[Work required] Below are records; write all of them out exactly.
################
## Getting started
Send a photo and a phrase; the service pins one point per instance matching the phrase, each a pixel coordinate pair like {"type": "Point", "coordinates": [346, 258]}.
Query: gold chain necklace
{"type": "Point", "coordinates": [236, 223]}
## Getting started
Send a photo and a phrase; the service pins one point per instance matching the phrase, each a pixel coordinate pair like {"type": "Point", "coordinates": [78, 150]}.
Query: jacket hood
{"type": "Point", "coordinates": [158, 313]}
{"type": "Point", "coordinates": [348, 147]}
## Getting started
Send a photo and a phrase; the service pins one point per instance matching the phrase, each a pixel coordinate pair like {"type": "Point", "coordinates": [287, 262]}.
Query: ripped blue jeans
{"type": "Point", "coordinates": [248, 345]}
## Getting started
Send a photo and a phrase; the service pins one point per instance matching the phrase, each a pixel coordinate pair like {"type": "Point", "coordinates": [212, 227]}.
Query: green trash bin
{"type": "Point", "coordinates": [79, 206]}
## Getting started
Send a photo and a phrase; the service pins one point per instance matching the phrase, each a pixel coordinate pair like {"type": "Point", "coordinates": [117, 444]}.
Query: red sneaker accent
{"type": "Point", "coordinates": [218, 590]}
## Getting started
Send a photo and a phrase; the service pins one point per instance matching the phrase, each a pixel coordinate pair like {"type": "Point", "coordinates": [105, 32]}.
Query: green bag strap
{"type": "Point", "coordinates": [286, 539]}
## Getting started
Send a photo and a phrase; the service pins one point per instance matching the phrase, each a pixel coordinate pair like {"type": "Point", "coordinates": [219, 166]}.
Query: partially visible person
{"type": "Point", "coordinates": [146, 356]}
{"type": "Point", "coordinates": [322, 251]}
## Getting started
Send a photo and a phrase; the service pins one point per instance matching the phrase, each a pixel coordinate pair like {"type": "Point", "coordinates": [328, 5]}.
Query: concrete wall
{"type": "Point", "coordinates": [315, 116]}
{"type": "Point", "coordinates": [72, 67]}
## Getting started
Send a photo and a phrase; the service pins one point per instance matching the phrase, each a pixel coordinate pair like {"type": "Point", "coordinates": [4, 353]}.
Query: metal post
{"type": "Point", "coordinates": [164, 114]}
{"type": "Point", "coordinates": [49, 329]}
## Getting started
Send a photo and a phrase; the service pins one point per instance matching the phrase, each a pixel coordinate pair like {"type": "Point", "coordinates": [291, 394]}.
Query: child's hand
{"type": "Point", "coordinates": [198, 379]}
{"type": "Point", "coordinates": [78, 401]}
################
[Reply to the exercise]
## Getting started
Send a photo and a phrase; the service pins one point per instance matching the phrase, each a pixel coordinate pair like {"type": "Point", "coordinates": [346, 258]}.
Query: gold chain necklace
{"type": "Point", "coordinates": [236, 223]}
## Getting started
Send a photo and a phrase; the service pins one point per instance matching the phrase, each a pixel coordinate pair like {"type": "Point", "coordinates": [78, 150]}.
Query: jacket hood
{"type": "Point", "coordinates": [158, 313]}
{"type": "Point", "coordinates": [348, 147]}
## Getting started
Send a photo and a phrase; the service pins one point per instance matching the phrase, each a pixel coordinate pair like {"type": "Point", "coordinates": [287, 262]}.
Query: ripped blue jeans
{"type": "Point", "coordinates": [248, 345]}
## Getting started
Send a photo and a phrase; the service pins one point per instance matching the phrase, each a pixel coordinate pair like {"type": "Point", "coordinates": [212, 227]}.
Query: green trash bin
{"type": "Point", "coordinates": [79, 206]}
## Getting started
Send a photo and a phrase; the service pins one point per instance matching the phrase, each a pixel coordinate pair like {"type": "Point", "coordinates": [117, 444]}.
Query: red sneaker accent
{"type": "Point", "coordinates": [218, 590]}
## Getting started
Send a photo and a phrase; the service pins one point per instance matching the phrase, each a pixel coordinate pair like {"type": "Point", "coordinates": [105, 32]}.
Query: green bag strap
{"type": "Point", "coordinates": [286, 539]}
## Getting started
Send a photo and a phrase; the service pins one point per instance matching the phrase, each a pixel coordinate pair like {"type": "Point", "coordinates": [219, 166]}.
Query: partially visible person
{"type": "Point", "coordinates": [146, 356]}
{"type": "Point", "coordinates": [322, 251]}
## Getting started
Send a photo and a phrase; the service pins one point per instance matching the phrase, each a pixel coordinate pair like {"type": "Point", "coordinates": [328, 5]}.
Query: concrete wall
{"type": "Point", "coordinates": [315, 116]}
{"type": "Point", "coordinates": [72, 67]}
## Getting started
Send a photo and a phrase; the service pins one point per instance matching the phrase, each a pixel coordinate pair like {"type": "Point", "coordinates": [4, 353]}.
Query: metal post
{"type": "Point", "coordinates": [164, 114]}
{"type": "Point", "coordinates": [49, 329]}
## Getting started
Send a photo and a phrase; the service pins one point per instance matching the phrase, each a pixel coordinate pair like {"type": "Point", "coordinates": [291, 394]}.
Query: child's hand
{"type": "Point", "coordinates": [198, 379]}
{"type": "Point", "coordinates": [78, 401]}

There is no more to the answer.